• **Study text**
####

To investigate local genomic features around insertion sites which might explain localization preference and imply retroduplication mechanism [36], we tested the association of genomic features with insertion sites. Inheritable retroduplication events occurred in germline so we focused on gametes, especially sperm. The germline mutation rate in male is higher than that in female, maybe due to the greater number and continuous nature of cell divisions in sperm formation [3740]. We found that retroduplication insertion sites are enriched within hypomethylated regions in sperm (2.0-fold, empirical p-value < 0.0012). It is likely that retroduplication events exhibit certain preference in insertion sites associated with open chromatin. Furthermore, we characterized nucleosome positioning [41,42] around insertion sites. Overall, insertion sites show high regularity of nucleosome location (empirical p-value from permutation test 2×10−4) (Fig 3A). High nucleosome regularity often indicates the presence of chromatin remodeling and DNA binding proteins [43], which creates favorable loosely packed microenviroment for insertion.

Fig 3. Overlap between retroduplication insertion sites and genomic features/functional elements.

Fig 3

A—Aggregation plot around insertion sites with strongly positioned nucleosomes. B—Association between discordant read clusters that only have support on one side and L1 element subfamilies. Fold change and empirical p-values were obtained from permutations tests. *** indicates adjusted p-value < 0.001. C—Overlap between genomic elements and retroduplication insertion sites. The enrichment of overlap is expressed as log2 fold change of the observed overlap statistic versus the mean of its null distribution. Positive (negative) log2 fold change indicates enriched (depleted) genomic element-insertion overlap, compared to random background. * indicates empirical p-value ≤ 0.002.

Insertion points can be supported by discordant reads from both sides or just one side. We hypothesized that the insertion points with support only from a single side are the insertions with L1 element co-insertion. This is because that L1 involved in retroduplication is sometimes co-duplicated and co-inserted next to the retroduplicated segment. This type of co-insertion event can be detected by looking at the insertion sites that only have discordant read support on one side. In these cases, we found co-inserted L1 tend to belong to young L1 subfamilies, represented by L1HS (4.7-fold, p-value < 0.001) and L1PA (1.9-fold, p-value < 0.001) (Fig 3B). Contrastingly, for insertion sites without evidence for co-insertion (i.e. insertion sites that are supported by both sides) we did not observe such young L1 preference (p-value > 0.05). There is no fundamental preference for retroduplicated DNA segments to insert into other retroelements such as L1 elements. Enrichment of young and active L1 subfamilies involving in speculated L1 transductions suggests these novel retroduplication variants happened very recently.

####

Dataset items

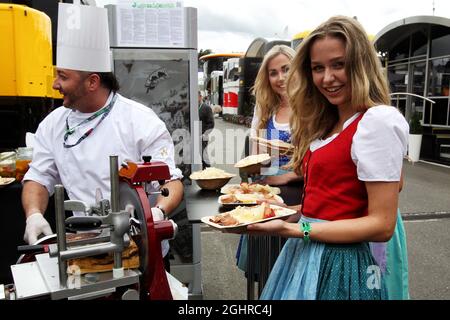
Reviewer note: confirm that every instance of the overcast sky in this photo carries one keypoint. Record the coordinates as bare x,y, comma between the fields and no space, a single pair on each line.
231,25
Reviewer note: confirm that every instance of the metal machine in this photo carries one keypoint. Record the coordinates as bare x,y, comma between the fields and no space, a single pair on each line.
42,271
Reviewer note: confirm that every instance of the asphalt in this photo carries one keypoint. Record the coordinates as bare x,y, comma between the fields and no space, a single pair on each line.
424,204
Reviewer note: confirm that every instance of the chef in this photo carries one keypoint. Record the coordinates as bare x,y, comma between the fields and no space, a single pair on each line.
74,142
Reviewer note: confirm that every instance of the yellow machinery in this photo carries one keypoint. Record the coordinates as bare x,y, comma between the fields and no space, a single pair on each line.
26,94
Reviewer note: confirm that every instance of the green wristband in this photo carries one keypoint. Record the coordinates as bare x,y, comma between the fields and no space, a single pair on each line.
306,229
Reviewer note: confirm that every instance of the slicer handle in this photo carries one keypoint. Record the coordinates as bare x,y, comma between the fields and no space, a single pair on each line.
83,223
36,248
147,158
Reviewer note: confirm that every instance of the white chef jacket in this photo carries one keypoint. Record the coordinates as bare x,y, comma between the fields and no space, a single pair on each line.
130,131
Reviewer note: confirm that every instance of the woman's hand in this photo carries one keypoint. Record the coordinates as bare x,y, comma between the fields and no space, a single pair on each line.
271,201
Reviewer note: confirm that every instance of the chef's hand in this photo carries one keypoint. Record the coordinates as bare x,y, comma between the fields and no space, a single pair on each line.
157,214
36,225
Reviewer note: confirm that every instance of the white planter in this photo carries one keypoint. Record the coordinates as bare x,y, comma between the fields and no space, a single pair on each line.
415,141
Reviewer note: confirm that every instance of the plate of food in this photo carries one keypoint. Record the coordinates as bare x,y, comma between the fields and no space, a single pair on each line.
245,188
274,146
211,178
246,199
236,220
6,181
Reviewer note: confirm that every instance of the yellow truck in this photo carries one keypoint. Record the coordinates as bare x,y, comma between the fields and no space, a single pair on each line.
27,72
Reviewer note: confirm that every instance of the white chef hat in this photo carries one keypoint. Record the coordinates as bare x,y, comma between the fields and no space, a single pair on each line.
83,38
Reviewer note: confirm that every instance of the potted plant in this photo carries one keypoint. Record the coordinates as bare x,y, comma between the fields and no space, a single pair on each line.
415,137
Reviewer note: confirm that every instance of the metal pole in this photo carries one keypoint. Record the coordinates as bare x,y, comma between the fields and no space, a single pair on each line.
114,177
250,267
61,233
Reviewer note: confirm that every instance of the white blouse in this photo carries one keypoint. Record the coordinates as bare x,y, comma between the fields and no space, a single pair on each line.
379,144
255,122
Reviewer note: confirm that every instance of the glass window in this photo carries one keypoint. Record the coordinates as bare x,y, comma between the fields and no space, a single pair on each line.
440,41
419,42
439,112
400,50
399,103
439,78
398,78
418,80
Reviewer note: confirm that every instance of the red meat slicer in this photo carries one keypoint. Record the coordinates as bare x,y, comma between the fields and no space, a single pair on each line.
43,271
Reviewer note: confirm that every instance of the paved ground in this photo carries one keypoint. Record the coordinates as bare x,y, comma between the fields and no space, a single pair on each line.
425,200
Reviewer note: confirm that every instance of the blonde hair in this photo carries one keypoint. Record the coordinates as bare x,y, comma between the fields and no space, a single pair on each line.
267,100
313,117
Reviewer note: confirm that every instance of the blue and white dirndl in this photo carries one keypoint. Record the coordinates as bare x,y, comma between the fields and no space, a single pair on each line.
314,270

####

• **Explore the material**
- 1) List every numeric fold-change value reported in the retroduplication passage, each with what it describes.
- 2) Copy the retroduplication passage word for word, everything from "Fig 3. Overlap" down to "p-value ≤ 0.002.".
Please rely only on the retroduplication passage, not the dataset items.

• **Solutions to each task**
- 1)
- 2.0-fold: enrichment of retroduplication insertion sites within hypomethylated regions in sperm
- 4.7-fold: young L1 subfamily L1HS among co-inserted L1
- 1.9-fold: young L1 subfamily L1PA among co-inserted L1

- 2)
Fig 3. Overlap between retroduplication insertion sites and genomic features/functional elements.

Fig 3

A—Aggregation plot around insertion sites with strongly positioned nucleosomes. B—Association between discordant read clusters that only have support on one side and L1 element subfamilies. Fold change and empirical p-values were obtained from permutations tests. *** indicates adjusted p-value < 0.001. C—Overlap between genomic elements and retroduplication insertion sites. The enrichment of overlap is expressed as log2 fold change of the observed overlap statistic versus the mean of its null distribution. Positive (negative) log2 fold change indicates enriched (depleted) genomic element-insertion overlap, compared to random background. * indicates empirical p-value ≤ 0.002.